> What you are asked to do
Can you reproduce word for word the lines running from the start of the material up to and including the line with "Draw the outline of every instance of the driveway.", leaving the pictures out of your answer?

━━━━━ Given data ━━━━━

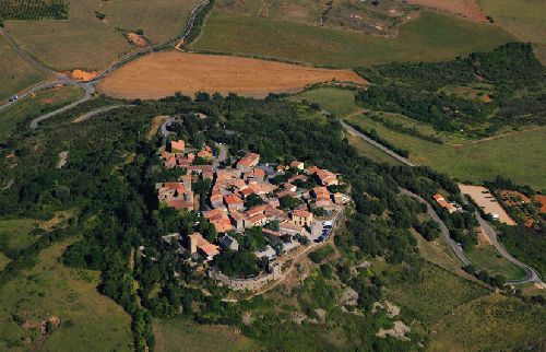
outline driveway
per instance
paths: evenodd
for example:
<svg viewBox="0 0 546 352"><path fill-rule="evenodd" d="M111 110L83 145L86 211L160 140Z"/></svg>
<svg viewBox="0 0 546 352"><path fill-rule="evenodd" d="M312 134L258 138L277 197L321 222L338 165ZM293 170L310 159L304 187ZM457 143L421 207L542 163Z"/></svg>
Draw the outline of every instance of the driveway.
<svg viewBox="0 0 546 352"><path fill-rule="evenodd" d="M414 192L412 192L412 191L410 191L410 190L407 190L405 188L401 189L401 193L410 196L412 198L415 198L415 199L417 199L417 201L419 203L423 203L423 204L427 206L427 213L430 215L430 218L432 218L434 221L436 221L438 224L440 224L440 230L441 230L441 235L442 235L443 240L450 246L451 250L455 254L455 256L463 263L463 266L471 265L471 260L464 254L463 248L461 248L461 246L459 246L451 238L451 236L449 235L448 226L446 226L446 223L440 219L440 216L435 211L435 209L432 208L432 206L430 206L430 203L428 201L426 201L425 199L423 199L422 197L415 195Z"/></svg>

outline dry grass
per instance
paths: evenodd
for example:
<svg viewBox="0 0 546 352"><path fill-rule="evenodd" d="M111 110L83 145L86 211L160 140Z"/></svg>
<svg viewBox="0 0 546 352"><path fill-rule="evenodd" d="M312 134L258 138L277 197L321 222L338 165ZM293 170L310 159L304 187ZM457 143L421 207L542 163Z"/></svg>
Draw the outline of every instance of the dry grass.
<svg viewBox="0 0 546 352"><path fill-rule="evenodd" d="M128 351L132 343L130 317L110 298L97 292L98 272L64 267L60 256L74 239L58 243L36 258L37 265L0 288L0 350L35 350L36 330L19 326L13 314L26 321L51 315L61 319L43 344L44 351ZM15 344L15 345L14 345Z"/></svg>
<svg viewBox="0 0 546 352"><path fill-rule="evenodd" d="M124 31L143 30L161 43L181 33L197 0L70 1L67 21L8 21L7 28L23 48L58 70L96 70L134 47ZM96 12L106 14L100 21Z"/></svg>
<svg viewBox="0 0 546 352"><path fill-rule="evenodd" d="M186 95L202 91L264 97L269 93L298 92L309 84L334 79L366 83L348 70L169 51L152 54L129 63L107 78L102 90L123 98L161 98L177 91Z"/></svg>

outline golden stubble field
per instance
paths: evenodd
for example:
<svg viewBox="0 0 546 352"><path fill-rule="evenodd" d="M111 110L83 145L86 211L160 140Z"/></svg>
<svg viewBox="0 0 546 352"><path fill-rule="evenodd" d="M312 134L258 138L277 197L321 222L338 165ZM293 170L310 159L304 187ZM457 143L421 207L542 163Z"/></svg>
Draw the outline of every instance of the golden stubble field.
<svg viewBox="0 0 546 352"><path fill-rule="evenodd" d="M299 64L221 55L178 51L155 52L116 71L102 91L121 98L155 99L181 92L236 93L264 97L269 93L294 93L328 81L367 83L351 70L330 70Z"/></svg>

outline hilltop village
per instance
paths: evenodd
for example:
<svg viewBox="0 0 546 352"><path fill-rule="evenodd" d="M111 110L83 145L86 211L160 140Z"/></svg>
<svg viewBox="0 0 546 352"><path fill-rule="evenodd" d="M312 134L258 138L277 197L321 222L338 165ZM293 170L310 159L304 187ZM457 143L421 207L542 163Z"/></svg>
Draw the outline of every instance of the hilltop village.
<svg viewBox="0 0 546 352"><path fill-rule="evenodd" d="M324 243L351 198L339 175L293 161L288 165L260 163L247 153L226 162L227 149L217 144L188 149L183 140L170 141L158 152L166 169L180 168L182 176L156 184L159 207L199 212L215 235L175 233L164 240L178 243L193 262L209 263L223 250L239 250L245 236L254 238L258 259L269 268L283 254L304 245ZM207 181L206 199L198 199L194 185ZM202 195L202 193L201 193ZM258 238L256 238L258 237ZM261 237L261 238L260 238Z"/></svg>

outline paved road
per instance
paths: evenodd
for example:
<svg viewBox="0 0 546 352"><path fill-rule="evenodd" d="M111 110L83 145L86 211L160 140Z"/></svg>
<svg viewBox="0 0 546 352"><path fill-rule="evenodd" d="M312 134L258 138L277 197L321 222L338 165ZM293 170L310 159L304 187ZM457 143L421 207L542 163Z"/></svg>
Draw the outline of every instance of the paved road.
<svg viewBox="0 0 546 352"><path fill-rule="evenodd" d="M527 265L524 265L523 262L521 262L518 259L515 259L514 257L512 257L512 255L509 254L508 250L499 243L499 239L497 237L497 233L491 227L491 225L489 225L489 223L487 221L485 221L484 218L482 218L482 214L479 214L479 212L476 211L475 215L476 215L476 219L479 223L479 226L482 226L482 228L484 228L485 233L487 234L487 236L491 240L491 244L495 246L495 249L497 249L497 251L502 257L505 257L508 261L517 265L518 267L522 268L525 271L525 278L520 279L520 280L507 280L507 283L519 284L519 283L527 283L527 282L537 282L537 283L542 282L541 277L533 268L529 267Z"/></svg>
<svg viewBox="0 0 546 352"><path fill-rule="evenodd" d="M387 146L384 146L383 144L380 144L378 142L376 142L375 140L372 140L371 138L367 137L366 134L357 131L356 129L354 129L353 127L351 127L351 125L340 120L340 122L342 124L343 128L347 130L347 132L349 132L352 136L355 136L355 137L359 137L361 139L364 139L366 142L372 144L373 146L380 149L381 151L385 152L387 154L391 155L392 157L394 157L395 160L397 160L399 162L407 165L407 166L417 166L415 165L414 163L412 163L410 160L407 160L406 157L402 156L402 155L399 155L396 153L394 153L393 151L391 151L390 149L388 149Z"/></svg>
<svg viewBox="0 0 546 352"><path fill-rule="evenodd" d="M80 117L73 119L72 122L74 122L74 124L83 122L83 121L85 121L94 116L97 116L99 114L103 114L103 113L119 109L122 107L134 107L134 106L136 106L136 105L134 105L134 104L117 104L117 105L100 107L100 108L97 108L95 110L91 110L88 113L81 115Z"/></svg>
<svg viewBox="0 0 546 352"><path fill-rule="evenodd" d="M217 169L219 167L219 163L223 163L227 159L227 146L224 143L216 143L216 148L218 149L218 157L214 159L212 167Z"/></svg>
<svg viewBox="0 0 546 352"><path fill-rule="evenodd" d="M432 206L430 206L430 203L428 201L426 201L425 199L423 199L422 197L415 195L414 192L407 190L407 189L404 189L402 188L401 189L401 193L403 195L406 195L406 196L410 196L412 198L415 198L417 199L418 202L423 203L423 204L426 204L427 206L427 213L430 215L430 218L432 218L434 221L436 221L437 223L440 224L440 230L441 230L441 234L442 234L442 238L443 240L450 246L451 250L455 254L455 256L459 258L459 260L464 265L464 266L468 266L471 265L471 260L468 259L468 257L466 257L466 255L464 254L464 250L463 248L461 248L452 238L451 236L449 235L449 230L448 230L448 226L446 226L446 224L443 223L443 221L440 219L440 216L438 215L438 213L435 211L435 209L432 208Z"/></svg>
<svg viewBox="0 0 546 352"><path fill-rule="evenodd" d="M183 39L186 38L191 30L193 28L193 25L194 25L194 22L195 22L195 19L199 14L199 12L201 10L203 10L203 8L209 3L209 0L204 0L202 2L200 2L198 5L195 5L195 8L193 8L193 10L191 11L191 14L190 14L190 17L188 20L188 23L185 27L185 31L181 35L179 36L176 36L174 38L171 38L170 40L166 42L166 43L162 43L162 44L157 44L157 45L154 45L154 46L150 46L150 47L146 47L140 51L136 51L136 52L132 52L132 54L129 54L122 58L120 58L119 60L112 62L108 68L106 68L103 72L100 72L96 78L94 78L93 80L91 81L87 81L87 82L81 82L81 81L76 81L76 80L73 80L72 78L68 77L68 75L64 75L64 74L60 74L58 72L55 72L52 71L51 69L47 68L46 66L44 66L43 63L40 63L39 61L35 60L32 56L29 56L25 50L23 50L17 42L11 36L9 35L8 32L4 31L4 28L0 27L0 35L2 35L9 43L10 45L13 47L13 49L24 59L26 60L27 62L29 62L32 66L34 66L36 69L47 73L47 74L50 74L50 75L54 75L56 78L55 81L50 81L50 82L44 82L44 83L39 83L37 85L34 85L29 89L26 89L25 91L21 92L17 94L19 96L19 99L15 101L15 102L5 102L3 104L0 105L0 110L3 110L4 108L8 108L9 106L15 104L16 102L27 97L28 95L32 95L33 93L36 93L38 91L41 91L41 90L45 90L45 89L48 89L48 87L52 87L52 86L57 86L57 85L79 85L81 86L82 89L85 90L85 96L83 98L81 98L80 101L78 102L74 102L63 108L60 108L58 110L55 110L52 113L49 113L49 114L46 114L44 116L40 116L36 119L34 119L32 122L31 122L31 128L32 129L36 129L39 125L40 121L47 119L47 118L50 118L57 114L60 114L62 112L66 112L74 106L78 106L86 101L88 101L93 93L95 92L95 83L97 83L98 81L100 81L102 79L104 79L105 77L109 75L111 72L114 72L115 70L117 70L118 68L122 67L123 64L126 64L127 62L133 60L134 58L136 57L140 57L140 56L143 56L143 55L146 55L146 54L150 54L154 50L157 50L159 49L161 47L164 47L164 46L167 46L167 45L170 45L170 44L174 44L176 42L179 42L180 39Z"/></svg>

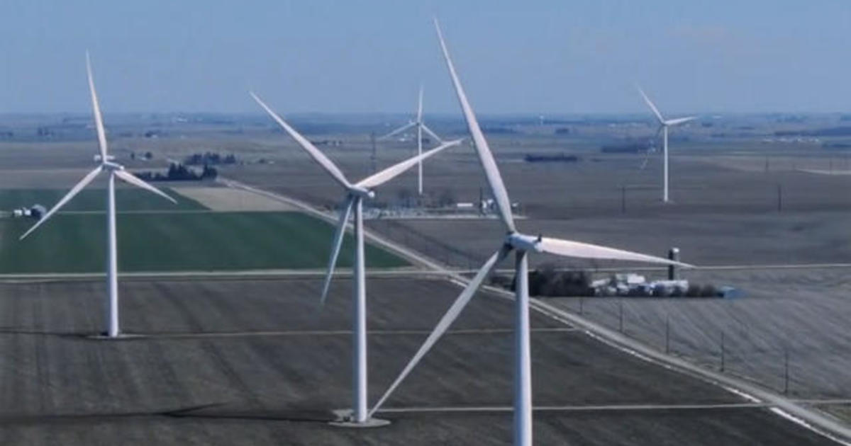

━━━━━

> Finished exercise
outline driveway
per instance
paths: evenodd
for example:
<svg viewBox="0 0 546 352"><path fill-rule="evenodd" d="M111 110L83 145L86 211L160 140Z"/></svg>
<svg viewBox="0 0 546 352"><path fill-rule="evenodd" d="M312 134L258 138L277 197L321 222L338 165ZM293 170L310 159L304 187ZM457 143L421 207L542 163Z"/></svg>
Draw the outline of every instance of the driveway.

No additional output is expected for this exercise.